__Aim of the exercise__: Lay out the rows between the line holding "Could you please drop a point on the green" and the line holding "<point>187,200</point>", inclusive, as a two-column CSV with the columns text and answer, one line per row. Put each field in quotation marks and turn any line breaks inside it into spaces.
___ Exercise inputs ___
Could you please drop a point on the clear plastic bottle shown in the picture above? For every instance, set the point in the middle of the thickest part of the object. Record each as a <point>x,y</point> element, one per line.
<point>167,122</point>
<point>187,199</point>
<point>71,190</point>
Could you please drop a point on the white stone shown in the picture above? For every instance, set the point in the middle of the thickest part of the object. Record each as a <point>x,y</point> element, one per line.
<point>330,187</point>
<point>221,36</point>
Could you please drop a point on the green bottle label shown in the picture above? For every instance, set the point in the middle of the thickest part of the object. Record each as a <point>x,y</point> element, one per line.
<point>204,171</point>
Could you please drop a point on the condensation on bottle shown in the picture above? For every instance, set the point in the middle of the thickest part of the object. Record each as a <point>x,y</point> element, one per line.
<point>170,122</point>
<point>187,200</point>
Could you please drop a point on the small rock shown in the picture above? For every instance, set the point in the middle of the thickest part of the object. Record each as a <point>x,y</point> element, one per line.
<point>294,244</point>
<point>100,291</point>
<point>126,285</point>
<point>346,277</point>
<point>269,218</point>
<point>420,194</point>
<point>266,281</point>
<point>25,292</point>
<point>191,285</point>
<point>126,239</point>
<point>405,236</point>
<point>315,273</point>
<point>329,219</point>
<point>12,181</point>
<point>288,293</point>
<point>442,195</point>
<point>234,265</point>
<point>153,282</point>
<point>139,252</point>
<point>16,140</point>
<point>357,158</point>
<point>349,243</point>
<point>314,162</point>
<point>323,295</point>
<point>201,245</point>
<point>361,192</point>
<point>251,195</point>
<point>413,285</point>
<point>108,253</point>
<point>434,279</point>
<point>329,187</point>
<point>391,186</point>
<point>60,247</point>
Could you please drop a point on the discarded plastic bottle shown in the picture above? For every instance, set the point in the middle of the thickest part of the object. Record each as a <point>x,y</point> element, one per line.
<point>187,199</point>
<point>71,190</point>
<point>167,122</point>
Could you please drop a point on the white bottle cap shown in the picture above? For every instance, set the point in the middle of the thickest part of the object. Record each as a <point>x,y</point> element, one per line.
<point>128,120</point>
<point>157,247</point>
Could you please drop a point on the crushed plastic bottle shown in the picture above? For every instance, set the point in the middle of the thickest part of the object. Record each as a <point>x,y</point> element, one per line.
___
__Task response__:
text,answer
"Could you please drop a point on the green bottle label shown in the picture above? For every instance, set the point in the middle of the thickest part of the object. Record each as a <point>x,y</point> element, one per line.","<point>204,171</point>"
"Could you please drop a point on the condensation on bottle shown in the picture above? For every instance, set the point in the middle of the thickest part of the object. Record each as a <point>x,y</point> element, one per line.","<point>170,122</point> <point>187,200</point>"